"""

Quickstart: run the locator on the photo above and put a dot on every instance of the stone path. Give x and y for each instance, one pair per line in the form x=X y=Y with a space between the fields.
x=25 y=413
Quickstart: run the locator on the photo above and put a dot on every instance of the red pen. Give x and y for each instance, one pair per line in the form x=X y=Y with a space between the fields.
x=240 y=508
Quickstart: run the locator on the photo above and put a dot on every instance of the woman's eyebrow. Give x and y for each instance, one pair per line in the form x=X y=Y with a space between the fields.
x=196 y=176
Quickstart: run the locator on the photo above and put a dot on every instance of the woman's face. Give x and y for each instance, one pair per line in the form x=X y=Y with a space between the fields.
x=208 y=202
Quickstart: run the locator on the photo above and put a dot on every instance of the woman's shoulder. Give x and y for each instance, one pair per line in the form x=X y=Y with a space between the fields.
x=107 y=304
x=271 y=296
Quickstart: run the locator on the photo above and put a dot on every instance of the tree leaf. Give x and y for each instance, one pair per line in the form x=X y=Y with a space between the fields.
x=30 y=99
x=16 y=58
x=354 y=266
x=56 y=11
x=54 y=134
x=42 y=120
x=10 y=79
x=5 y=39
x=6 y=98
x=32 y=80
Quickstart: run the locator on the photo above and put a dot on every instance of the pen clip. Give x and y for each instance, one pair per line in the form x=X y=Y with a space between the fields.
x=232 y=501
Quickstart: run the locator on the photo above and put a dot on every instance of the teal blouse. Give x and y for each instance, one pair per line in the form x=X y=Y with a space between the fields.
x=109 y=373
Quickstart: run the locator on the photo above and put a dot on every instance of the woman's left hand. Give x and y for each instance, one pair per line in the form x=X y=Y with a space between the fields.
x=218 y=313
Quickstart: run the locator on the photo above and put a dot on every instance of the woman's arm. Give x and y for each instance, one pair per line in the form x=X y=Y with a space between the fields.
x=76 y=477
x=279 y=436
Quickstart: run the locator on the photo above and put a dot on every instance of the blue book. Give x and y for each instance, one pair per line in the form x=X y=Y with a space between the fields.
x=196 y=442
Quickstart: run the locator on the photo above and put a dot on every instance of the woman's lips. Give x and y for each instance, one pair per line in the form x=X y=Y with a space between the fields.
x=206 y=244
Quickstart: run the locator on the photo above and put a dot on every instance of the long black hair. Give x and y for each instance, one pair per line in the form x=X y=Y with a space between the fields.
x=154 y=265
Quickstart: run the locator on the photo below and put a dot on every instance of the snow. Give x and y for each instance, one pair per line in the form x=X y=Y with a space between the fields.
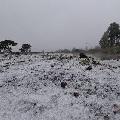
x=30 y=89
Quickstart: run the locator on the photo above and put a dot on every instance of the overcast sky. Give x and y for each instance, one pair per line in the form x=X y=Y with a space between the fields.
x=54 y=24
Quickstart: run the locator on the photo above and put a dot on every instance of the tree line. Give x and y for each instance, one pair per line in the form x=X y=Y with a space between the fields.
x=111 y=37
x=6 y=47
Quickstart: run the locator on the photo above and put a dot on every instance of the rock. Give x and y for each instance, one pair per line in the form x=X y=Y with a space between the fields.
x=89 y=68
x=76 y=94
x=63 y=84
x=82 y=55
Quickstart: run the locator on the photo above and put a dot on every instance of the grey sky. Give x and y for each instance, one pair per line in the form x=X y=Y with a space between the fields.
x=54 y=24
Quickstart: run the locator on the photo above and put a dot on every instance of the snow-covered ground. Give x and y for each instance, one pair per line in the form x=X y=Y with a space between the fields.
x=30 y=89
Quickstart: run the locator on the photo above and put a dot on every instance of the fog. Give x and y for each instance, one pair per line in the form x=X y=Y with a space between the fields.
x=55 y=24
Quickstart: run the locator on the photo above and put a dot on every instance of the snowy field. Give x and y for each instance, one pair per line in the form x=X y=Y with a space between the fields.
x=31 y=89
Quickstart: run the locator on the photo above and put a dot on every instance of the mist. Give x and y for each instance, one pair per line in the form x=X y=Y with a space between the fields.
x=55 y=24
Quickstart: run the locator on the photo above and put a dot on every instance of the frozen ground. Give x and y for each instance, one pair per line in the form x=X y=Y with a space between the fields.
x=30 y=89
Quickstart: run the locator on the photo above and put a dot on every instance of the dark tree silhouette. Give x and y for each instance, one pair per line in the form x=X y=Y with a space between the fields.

"""

What needs to be done: All of the records above must be copied exactly, except for the pictures.

Response to the task:
Quickstart: run the locator on the photo above and put a dot on every instance of the stone path. Give x and y for each instance, one pair per line in the form x=X y=Y with a space between the fields.
x=25 y=413
Quickstart: run the locator on the photo above and put a dot on every instance of the red pen. Give x and y for each instance, one pair per line in the form x=X y=Y with a space between the fields.
x=240 y=508
Quickstart: run the locator on the photo above and put a dot on every instance of the woman's eyebrow. Give x and y for each instance, one pair per line in the form x=X y=Y with a space between the fields.
x=196 y=176
Quickstart: run the locator on the photo above and put a dot on every instance of the woman's face. Give x and y for each instance, one pair per line in the form x=X y=Y with a space between the fields.
x=208 y=202
Quickstart: run the locator on the photo above and put a dot on every instance of the woman's shoulder. Give x and y for each instance, one pair per line in the form x=X y=Y with a space between the fields.
x=107 y=304
x=271 y=296
Quickstart: run the locator on the photo above and put a dot on every instance of the tree leaf. Give x and y for each instance, one pair per line in the form x=X y=Y with a space between the fields.
x=30 y=99
x=16 y=58
x=354 y=266
x=56 y=11
x=54 y=134
x=42 y=120
x=10 y=79
x=5 y=39
x=6 y=98
x=32 y=80
Quickstart: run the locator on the photo above and put a dot on every instance of the pen clip. Give x and y for each instance, one pair per line in the form x=X y=Y with a space between the fields.
x=232 y=501
Quickstart: run the locator on the photo above and put a dot on every instance of the teal blouse. Give x and y for each instance, one pair per line in the form x=X y=Y with a space between the fields.
x=109 y=373
Quickstart: run the locator on the photo above and put a dot on every instance of the woman's left hand. Give x and y for each instance, one pair per line in the form x=X y=Y with a space between the fields.
x=218 y=313
Quickstart: run the locator on the photo above and put a dot on every instance of the woman's arm. Give x and y for each instance, one pair per line in the form x=X y=Y with a space between the fields.
x=76 y=477
x=279 y=436
Quickstart: run the locator on the photo above and put a dot on every instance of the blue book. Give x and y for each instance, one pair per line in the form x=X y=Y with a space between the fields.
x=196 y=442
Quickstart: run the locator on the photo above and put a dot on every instance of the woman's lips. Give x and y for each instance, one pair per line in the form x=X y=Y with a space between the fields.
x=206 y=244
Quickstart: run the locator on the photo above and put a dot on every instance of the long black hair. Give x and y for each instance, one pair per line in the form x=X y=Y with a space between the fields.
x=154 y=265
Quickstart: run the locator on the photo below and put a dot on every instance of the snow. Give x and y for each instance, one pair per line in the form x=X y=Y with a space between the fields.
x=30 y=89
Quickstart: run the locator on the photo above and put a dot on every instance of the overcast sky. Give x and y for each instance, one pair per line in the form x=X y=Y with a space between the fields.
x=54 y=24
Quickstart: run the locator on the photo above and put a dot on every instance of the tree line. Give x and y for each instance, one pair per line in the form x=X y=Y with a space between the fields.
x=111 y=37
x=6 y=47
Quickstart: run the locator on the photo above and put a dot on every instance of the rock. Give x and y for each instance, one pair per line in the form x=X y=Y with a space between the fields.
x=89 y=68
x=76 y=94
x=63 y=84
x=82 y=55
Quickstart: run the locator on the photo above and put a dot on every instance of the grey sky. Give x and y for each instance, one pair per line in the form x=X y=Y with a space between the fields.
x=54 y=24
Quickstart: run the locator on the photo above and put a dot on every instance of the snow-covered ground. Give x and y for each instance, one pair per line in the form x=X y=Y with a space between the fields.
x=30 y=89
Quickstart: run the locator on the photo above and put a dot on every instance of the fog. Give x and y for each instance, one pair per line in the form x=X y=Y with a space between the fields.
x=55 y=24
Quickstart: run the locator on the photo above and put a dot on every instance of the snowy field. Give x and y for each instance, one pair per line in the form x=X y=Y with a space between the fields.
x=31 y=89
Quickstart: run the locator on the photo above and put a dot on every instance of the mist. Give x and y for each instance, one pair per line in the form x=X y=Y with a space between the fields.
x=55 y=24
Quickstart: run the locator on the photo above and put a dot on every instance of the frozen ground. Give x and y for each instance, one pair per line in the form x=X y=Y with a space between the fields.
x=30 y=89
Quickstart: run the locator on the photo above and put a dot on every instance of the dark tree silhouette. Give x and y for each instance, one pair per line in the form x=X y=Y with a space between the fields.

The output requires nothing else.